A apresentação de defesa e recurso na produção antecipada de provas
quinta-feira, 23 de março de 2023
Atualizado às 07:45
O Código de Processo Civil de 2.015 (CPC/2015) alargou o alcance da Produção Antecipada de Prova prevendo uma ação de caráter genérico, autônomo e amplo a possibilitar a coleta antecipada de qualquer tipo de prova.
Entretanto, desde logo surgiu controvérsia com a previsão do artigo 382, § 4º, do CPC, que prevê que "Neste procedimento, não se admitirá defesa ou recurso, salvo contra decisão que indeferir totalmente a produção da prova pleiteada pelo requerente originário".
Parece claro, que tal previsão é contrária ao estabelecido no artigo 5º, § LV, da Constituição Federal, que prevê expressamente que "são assegurados o contraditório e ampla defesa, com os meios e recursos a ela inerentes".
Em artigo publicado, em 16/07/2020, nessa coluna já tive oportunidade de defender a recorribilidade na produção antecipada de provas1.
De outro lado, é cristalino que não cabe na produção antecipada de provas a valoração da prova a ser produzida. Também é de se esperar que em grande parte dos casos realmente não se tenha resistência à produção antecipada da prova e nem recursos. Entretanto, podem existir casos em que o interessado citado entenda que a prova requerida seria impertinente, inútil ou desarrazoada2.

### DADOS FORNECIDOS
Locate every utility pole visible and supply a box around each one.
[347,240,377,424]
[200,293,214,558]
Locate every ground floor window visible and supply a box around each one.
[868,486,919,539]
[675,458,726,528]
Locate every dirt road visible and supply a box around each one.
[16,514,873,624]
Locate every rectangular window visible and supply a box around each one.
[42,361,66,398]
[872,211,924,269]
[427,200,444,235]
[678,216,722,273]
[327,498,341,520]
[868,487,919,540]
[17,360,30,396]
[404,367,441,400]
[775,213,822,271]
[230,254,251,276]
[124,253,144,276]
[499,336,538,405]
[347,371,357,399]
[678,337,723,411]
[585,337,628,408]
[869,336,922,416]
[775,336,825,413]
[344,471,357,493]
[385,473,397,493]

### INSTRUÇÕES DO EXERCÍCIO
A. Para cada afirmação a seguir, responda sim ou não conforme o texto sobre a produção antecipada de provas, citando as palavras do texto que decidem a resposta. (i) O CPC de 2015 diminuiu o alcance da produção antecipada de prova. (ii) Pelo artigo 382, § 4º, do CPC, cabe recurso contra a decisão que indeferir totalmente a produção da prova pedida pelo requerente originário. (iii) Na produção antecipada de provas, cabe valorar a prova a ser produzida.
B. Com base no texto sobre a produção antecipada de provas, explique em até três frases por que a regra do artigo 382, § 4º, do CPC parece contrária à Constituição Federal.

### RESPOSTAS FINAIS
A.
(i) Não: "alargou o alcance da Produção Antecipada de Prova".
(ii) Sim: "salvo contra decisão que indeferir totalmente a produção da prova pleiteada pelo requerente originário".
(iii) Não: "é cristalino que não cabe na produção antecipada de provas a valoração da prova a ser produzida".

B. A regra do artigo 382, § 4º, não admite defesa ou recurso nesse procedimento, salvo contra a decisão que indeferir totalmente a produção da prova. Já o artigo 5º da Constituição Federal garante expressamente o contraditório e a ampla defesa, com os meios e recursos a ela inerentes.